** ACTION ITEM **
Find and return every line of the data that contains the word "trousers".

--------------------

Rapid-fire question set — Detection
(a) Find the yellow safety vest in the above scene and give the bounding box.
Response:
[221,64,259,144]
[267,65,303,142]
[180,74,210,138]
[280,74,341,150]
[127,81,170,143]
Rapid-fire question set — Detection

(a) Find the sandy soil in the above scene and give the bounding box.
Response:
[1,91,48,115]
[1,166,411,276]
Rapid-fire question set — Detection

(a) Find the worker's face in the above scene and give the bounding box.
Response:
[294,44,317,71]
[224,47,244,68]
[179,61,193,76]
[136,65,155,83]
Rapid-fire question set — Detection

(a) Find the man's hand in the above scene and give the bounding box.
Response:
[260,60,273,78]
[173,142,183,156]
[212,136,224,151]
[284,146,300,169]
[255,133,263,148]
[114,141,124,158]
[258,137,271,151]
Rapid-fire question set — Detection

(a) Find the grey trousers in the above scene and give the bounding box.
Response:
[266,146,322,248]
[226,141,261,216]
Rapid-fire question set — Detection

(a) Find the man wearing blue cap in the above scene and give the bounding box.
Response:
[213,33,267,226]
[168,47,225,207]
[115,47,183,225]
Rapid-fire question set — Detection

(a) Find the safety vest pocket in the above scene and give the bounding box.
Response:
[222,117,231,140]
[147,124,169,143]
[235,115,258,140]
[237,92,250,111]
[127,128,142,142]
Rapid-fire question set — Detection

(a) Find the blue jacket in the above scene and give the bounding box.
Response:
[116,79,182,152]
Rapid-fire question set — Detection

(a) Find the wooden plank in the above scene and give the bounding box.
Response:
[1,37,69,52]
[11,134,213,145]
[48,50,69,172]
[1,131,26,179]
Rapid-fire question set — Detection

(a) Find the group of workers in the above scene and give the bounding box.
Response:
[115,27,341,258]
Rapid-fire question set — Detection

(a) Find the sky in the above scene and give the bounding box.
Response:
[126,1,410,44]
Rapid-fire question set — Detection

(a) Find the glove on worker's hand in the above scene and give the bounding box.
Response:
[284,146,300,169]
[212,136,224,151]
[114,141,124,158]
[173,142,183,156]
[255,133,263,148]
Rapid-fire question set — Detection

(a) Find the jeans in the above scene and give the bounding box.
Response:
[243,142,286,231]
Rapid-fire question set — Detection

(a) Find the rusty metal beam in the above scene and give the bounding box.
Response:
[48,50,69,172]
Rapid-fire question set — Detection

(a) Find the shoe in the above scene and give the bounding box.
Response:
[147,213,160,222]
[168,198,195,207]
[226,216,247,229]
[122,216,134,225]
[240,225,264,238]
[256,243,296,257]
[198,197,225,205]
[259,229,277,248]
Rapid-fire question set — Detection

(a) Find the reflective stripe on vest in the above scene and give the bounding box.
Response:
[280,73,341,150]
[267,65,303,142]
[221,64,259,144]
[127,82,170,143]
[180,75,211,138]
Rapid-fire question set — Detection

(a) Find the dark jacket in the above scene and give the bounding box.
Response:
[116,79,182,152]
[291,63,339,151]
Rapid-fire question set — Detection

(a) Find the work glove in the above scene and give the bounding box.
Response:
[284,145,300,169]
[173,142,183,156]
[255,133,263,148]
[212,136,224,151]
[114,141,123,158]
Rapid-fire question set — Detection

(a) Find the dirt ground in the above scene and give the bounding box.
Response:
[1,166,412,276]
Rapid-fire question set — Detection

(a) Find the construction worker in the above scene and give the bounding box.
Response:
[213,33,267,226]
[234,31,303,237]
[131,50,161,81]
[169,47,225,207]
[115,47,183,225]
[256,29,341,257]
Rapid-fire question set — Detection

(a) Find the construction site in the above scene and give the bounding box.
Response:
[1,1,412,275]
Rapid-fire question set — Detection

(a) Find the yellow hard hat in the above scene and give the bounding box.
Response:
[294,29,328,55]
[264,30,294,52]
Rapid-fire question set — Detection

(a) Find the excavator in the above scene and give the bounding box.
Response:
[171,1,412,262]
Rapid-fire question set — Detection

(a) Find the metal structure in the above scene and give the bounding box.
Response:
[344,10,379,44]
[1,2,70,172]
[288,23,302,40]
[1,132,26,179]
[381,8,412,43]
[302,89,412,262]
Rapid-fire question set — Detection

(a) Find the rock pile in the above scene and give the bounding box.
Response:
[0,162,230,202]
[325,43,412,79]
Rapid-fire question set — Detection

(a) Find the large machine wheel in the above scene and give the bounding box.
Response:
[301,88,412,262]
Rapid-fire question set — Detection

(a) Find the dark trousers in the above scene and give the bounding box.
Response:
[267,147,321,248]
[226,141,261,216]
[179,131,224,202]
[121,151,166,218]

--------------------

** RESULT **
(a) Find the grey trousers in the above scene and give the bounding box.
(a) Find the dark trousers in the above scene and give the bounding box.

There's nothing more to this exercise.